Excerpted records ::
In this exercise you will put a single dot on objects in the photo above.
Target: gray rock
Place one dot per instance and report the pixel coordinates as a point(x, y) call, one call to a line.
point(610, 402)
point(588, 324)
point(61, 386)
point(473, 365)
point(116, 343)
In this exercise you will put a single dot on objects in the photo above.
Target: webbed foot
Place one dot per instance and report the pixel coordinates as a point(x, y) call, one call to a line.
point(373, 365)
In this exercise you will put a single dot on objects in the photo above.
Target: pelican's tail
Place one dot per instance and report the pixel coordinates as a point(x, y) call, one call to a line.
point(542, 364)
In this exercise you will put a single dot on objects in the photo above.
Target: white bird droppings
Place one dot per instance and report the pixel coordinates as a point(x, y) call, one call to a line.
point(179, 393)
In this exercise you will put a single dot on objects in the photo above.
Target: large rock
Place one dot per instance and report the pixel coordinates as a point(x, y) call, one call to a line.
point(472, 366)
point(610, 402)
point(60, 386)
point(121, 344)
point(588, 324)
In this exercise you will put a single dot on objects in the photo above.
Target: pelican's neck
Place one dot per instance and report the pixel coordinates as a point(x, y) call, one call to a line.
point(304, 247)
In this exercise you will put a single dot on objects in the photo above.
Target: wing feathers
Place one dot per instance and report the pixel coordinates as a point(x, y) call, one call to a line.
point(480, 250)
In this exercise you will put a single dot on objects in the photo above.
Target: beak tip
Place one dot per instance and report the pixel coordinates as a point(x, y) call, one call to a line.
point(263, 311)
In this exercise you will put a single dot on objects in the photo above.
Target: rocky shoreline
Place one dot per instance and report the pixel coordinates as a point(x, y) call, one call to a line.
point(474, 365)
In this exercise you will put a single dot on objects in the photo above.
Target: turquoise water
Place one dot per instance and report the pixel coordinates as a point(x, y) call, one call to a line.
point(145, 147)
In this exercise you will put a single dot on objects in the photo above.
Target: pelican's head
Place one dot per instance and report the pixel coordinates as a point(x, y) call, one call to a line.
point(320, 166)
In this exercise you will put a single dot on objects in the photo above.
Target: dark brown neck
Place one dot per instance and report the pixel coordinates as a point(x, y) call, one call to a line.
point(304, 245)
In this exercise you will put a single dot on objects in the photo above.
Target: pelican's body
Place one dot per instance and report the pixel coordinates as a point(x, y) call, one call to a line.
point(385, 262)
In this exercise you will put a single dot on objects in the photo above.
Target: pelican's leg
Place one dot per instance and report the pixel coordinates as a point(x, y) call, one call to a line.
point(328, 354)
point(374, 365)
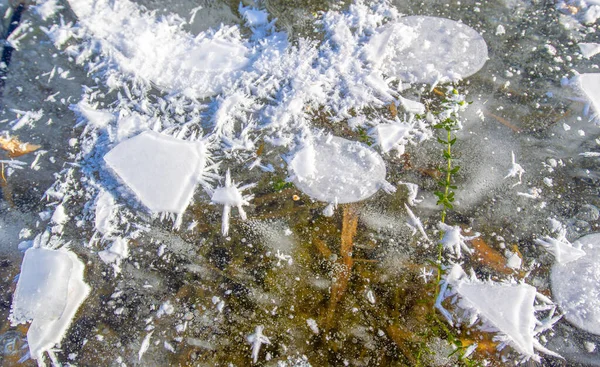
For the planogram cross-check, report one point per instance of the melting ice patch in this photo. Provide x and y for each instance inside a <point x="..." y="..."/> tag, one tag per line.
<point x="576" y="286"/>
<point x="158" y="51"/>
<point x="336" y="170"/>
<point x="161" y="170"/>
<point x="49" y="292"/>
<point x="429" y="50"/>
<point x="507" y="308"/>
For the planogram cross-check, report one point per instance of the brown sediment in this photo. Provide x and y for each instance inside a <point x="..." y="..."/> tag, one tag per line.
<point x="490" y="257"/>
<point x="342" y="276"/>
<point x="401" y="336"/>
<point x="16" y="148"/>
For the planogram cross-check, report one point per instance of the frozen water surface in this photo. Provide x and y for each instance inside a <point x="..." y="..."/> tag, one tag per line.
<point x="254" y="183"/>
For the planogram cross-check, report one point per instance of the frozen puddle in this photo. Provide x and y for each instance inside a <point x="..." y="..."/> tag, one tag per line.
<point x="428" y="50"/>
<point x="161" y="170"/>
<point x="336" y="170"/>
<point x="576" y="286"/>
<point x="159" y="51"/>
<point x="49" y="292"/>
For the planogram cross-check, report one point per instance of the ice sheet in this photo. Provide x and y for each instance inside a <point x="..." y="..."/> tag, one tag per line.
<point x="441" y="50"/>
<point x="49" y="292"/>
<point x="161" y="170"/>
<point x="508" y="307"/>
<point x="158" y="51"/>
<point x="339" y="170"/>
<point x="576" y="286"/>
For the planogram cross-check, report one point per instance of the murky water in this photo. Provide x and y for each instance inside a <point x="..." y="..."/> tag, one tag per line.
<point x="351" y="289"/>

Instructions to follow ::
Print all the records again exactly; do not include any picture.

Response to this exercise ::
In this exercise you will put a single dot on objects in the photo above.
Target: gray rock
Place one dot per instance and report the pixel coordinates as a point(x, y) call, one call to a line.
point(610, 402)
point(588, 324)
point(61, 386)
point(473, 365)
point(116, 343)
In this exercise you will put a single dot on objects in the photo above.
Target: webbed foot
Place one dot per instance and report the pixel coordinates as a point(x, y) call, one call to a line.
point(373, 365)
In this exercise you will put a single dot on objects in the photo above.
Target: pelican's tail
Place one dot per instance and report the pixel coordinates as a point(x, y) call, one call to a line.
point(542, 364)
In this exercise you will put a single dot on objects in the photo above.
Target: white bird droppings
Place one dot per instance and report the pixel coordinates as a point(x, y) call, one call to a line.
point(179, 393)
In this exercise you will put a single dot on objects in the photo above.
Target: large rock
Place one dot per instance and report the pixel coordinates as a point(x, y) call, one call to a line.
point(472, 366)
point(610, 402)
point(60, 386)
point(121, 344)
point(588, 324)
In this exercise you will put a single dot on objects in the photo above.
Target: pelican's neck
Place one dot per instance and report the pixel coordinates as a point(x, y) call, one call to a line.
point(304, 247)
In this exercise you will put a single dot on objects in the photo above.
Target: wing feathers
Place one dot per instance and report the pixel coordinates as a point(x, y) call, one call to a line.
point(480, 250)
In this exercise you will put a single dot on objects in the photo above.
Target: beak tip
Place one dot per instance and report the pixel coordinates as a point(x, y) call, one call to a line.
point(263, 311)
In this exercise you will put a single dot on objects in the photo above.
Target: rocky shoreline
Place one dot per instance and report the pixel coordinates as a point(x, y) call, one call to a line.
point(474, 365)
In this exercise you will put a single dot on objects in the photo above.
Target: turquoise water
Place one dot per instance and report the pixel coordinates as a point(x, y) call, one call to a line.
point(145, 147)
In this exercise you will put a single dot on objects in the photo above.
Target: pelican's head
Place one dot per instance and report the pixel coordinates as a point(x, y) call, one call to a line.
point(320, 166)
In this exercise you will put a single dot on objects in the photo above.
Target: dark brown neck
Place one dot per instance and report the pixel coordinates as a point(x, y) call, one call to a line.
point(304, 245)
In this exercise you will put a single dot on objects in the photo above.
Target: pelican's body
Place one dot per instance and report the pixel coordinates as a point(x, y) call, one call to a line.
point(385, 262)
In this exercise you will put a single dot on objects in the photo above.
Target: pelican's leg
Place one dot per instance and report the pixel coordinates as a point(x, y) call, one call to a line.
point(328, 354)
point(374, 365)
For the planogram cross-check, report one point per instance of the melting ice patch in this photo. Provide x and y for each instance inside a <point x="..." y="..."/> tag, one tag per line.
<point x="576" y="286"/>
<point x="158" y="51"/>
<point x="336" y="170"/>
<point x="161" y="170"/>
<point x="49" y="292"/>
<point x="429" y="50"/>
<point x="507" y="308"/>
For the planogram cross-check, report one point per instance of the brown sediment in this photo. Provide x and y for each instance inside a <point x="..." y="..."/> tag, one tag per line.
<point x="490" y="257"/>
<point x="342" y="276"/>
<point x="401" y="336"/>
<point x="16" y="148"/>
For the planogram cross-check, report one point per instance of the frozen water surface in this photo. Provide x and y for each instance inside a <point x="..." y="..."/> tag, one tag per line.
<point x="254" y="183"/>
For the planogram cross-check, report one point per instance of the frozen puddle in this photo. Provide x and y for each instance inside a <point x="..." y="..."/> tag, one tag per line.
<point x="428" y="50"/>
<point x="161" y="170"/>
<point x="336" y="170"/>
<point x="576" y="286"/>
<point x="159" y="51"/>
<point x="49" y="292"/>
For the planogram cross-check, report one point per instance of the ice sheet in this photo. Provide x and y for each instance inside a <point x="..." y="..."/> tag, one tag per line.
<point x="441" y="50"/>
<point x="49" y="292"/>
<point x="161" y="170"/>
<point x="508" y="307"/>
<point x="158" y="51"/>
<point x="339" y="170"/>
<point x="576" y="286"/>
For the planogram cross-check, report one point per instance of the murky water in this photo. Provide x and y for each instance inside a <point x="..." y="..."/> tag, one tag per line.
<point x="351" y="289"/>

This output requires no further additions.